(Data listing)
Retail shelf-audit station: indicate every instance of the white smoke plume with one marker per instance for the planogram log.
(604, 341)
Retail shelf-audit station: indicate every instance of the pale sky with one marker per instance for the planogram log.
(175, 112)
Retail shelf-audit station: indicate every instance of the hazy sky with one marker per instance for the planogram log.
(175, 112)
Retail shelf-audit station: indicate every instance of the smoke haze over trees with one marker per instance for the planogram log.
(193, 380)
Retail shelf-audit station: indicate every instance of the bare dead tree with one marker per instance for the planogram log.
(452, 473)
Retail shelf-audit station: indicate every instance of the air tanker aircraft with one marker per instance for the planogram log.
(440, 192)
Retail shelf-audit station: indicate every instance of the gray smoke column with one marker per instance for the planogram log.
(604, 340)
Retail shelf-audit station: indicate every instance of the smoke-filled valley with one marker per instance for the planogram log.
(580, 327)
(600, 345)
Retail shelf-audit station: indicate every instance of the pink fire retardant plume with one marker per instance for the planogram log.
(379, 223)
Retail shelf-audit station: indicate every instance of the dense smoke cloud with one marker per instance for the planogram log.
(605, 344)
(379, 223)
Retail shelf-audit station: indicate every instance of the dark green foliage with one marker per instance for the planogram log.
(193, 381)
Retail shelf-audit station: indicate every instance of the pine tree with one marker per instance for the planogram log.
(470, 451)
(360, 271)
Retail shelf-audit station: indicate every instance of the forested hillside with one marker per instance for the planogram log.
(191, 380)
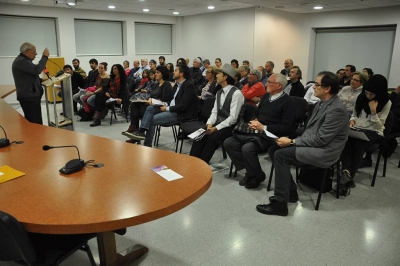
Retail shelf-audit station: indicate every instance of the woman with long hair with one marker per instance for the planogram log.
(115, 90)
(370, 112)
(162, 92)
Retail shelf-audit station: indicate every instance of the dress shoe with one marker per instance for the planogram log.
(365, 163)
(133, 141)
(96, 122)
(255, 182)
(245, 180)
(275, 208)
(293, 197)
(137, 135)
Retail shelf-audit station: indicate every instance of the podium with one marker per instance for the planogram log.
(67, 120)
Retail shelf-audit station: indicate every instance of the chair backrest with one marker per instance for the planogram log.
(207, 107)
(248, 112)
(14, 242)
(300, 109)
(388, 124)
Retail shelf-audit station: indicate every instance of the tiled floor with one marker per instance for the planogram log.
(223, 228)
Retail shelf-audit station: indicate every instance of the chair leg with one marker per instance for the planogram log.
(271, 173)
(376, 169)
(325, 173)
(384, 166)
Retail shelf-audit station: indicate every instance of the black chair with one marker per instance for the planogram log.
(38, 249)
(380, 146)
(188, 127)
(326, 171)
(123, 107)
(247, 116)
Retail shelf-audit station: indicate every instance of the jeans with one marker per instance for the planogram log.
(154, 117)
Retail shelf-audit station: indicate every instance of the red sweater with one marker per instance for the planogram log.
(251, 91)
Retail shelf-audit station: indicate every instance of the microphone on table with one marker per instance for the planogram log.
(4, 142)
(72, 166)
(46, 71)
(60, 72)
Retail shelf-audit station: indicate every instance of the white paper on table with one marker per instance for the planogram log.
(166, 173)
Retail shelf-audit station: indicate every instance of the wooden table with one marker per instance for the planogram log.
(124, 193)
(6, 90)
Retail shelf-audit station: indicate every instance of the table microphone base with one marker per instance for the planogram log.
(72, 166)
(4, 142)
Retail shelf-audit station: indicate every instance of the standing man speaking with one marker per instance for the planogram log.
(27, 81)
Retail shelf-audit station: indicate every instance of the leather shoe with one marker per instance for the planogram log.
(275, 208)
(255, 182)
(245, 180)
(293, 197)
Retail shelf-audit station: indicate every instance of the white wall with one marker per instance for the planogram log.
(292, 35)
(227, 35)
(66, 35)
(252, 34)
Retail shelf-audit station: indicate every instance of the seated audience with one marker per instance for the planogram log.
(369, 72)
(228, 103)
(161, 61)
(218, 62)
(320, 144)
(196, 73)
(90, 81)
(181, 106)
(295, 87)
(115, 89)
(348, 73)
(275, 114)
(77, 68)
(170, 68)
(244, 72)
(370, 112)
(349, 94)
(206, 64)
(254, 88)
(238, 76)
(288, 64)
(162, 92)
(77, 81)
(126, 67)
(134, 69)
(234, 63)
(210, 87)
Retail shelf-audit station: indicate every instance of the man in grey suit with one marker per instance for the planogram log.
(320, 145)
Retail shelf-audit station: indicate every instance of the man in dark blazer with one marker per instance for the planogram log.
(181, 106)
(320, 145)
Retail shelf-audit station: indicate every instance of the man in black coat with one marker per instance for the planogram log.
(181, 106)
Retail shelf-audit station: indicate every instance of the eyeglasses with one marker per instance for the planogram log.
(316, 84)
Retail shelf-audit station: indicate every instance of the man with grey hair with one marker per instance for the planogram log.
(27, 81)
(254, 88)
(288, 64)
(274, 114)
(196, 73)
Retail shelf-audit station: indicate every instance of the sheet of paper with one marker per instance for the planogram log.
(166, 173)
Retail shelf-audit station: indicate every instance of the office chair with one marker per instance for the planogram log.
(34, 249)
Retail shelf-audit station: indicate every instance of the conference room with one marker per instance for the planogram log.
(222, 227)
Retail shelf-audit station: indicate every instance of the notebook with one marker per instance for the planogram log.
(8, 173)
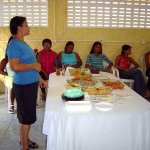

• _What you should do_:
Rescale the entries from the line with "of the notebook" through the end of the entries, inclusive. Reproduce each line, requests included, with every point coordinate in the answers multiplied by 1.55 and rounded to the nearest whole number (halves round up), and leave out the pictures.

• _Result for this exercise_:
Retail shelf-audit station: indicate every instance of the notebook with one marker per instance for the planogram log.
(12, 268)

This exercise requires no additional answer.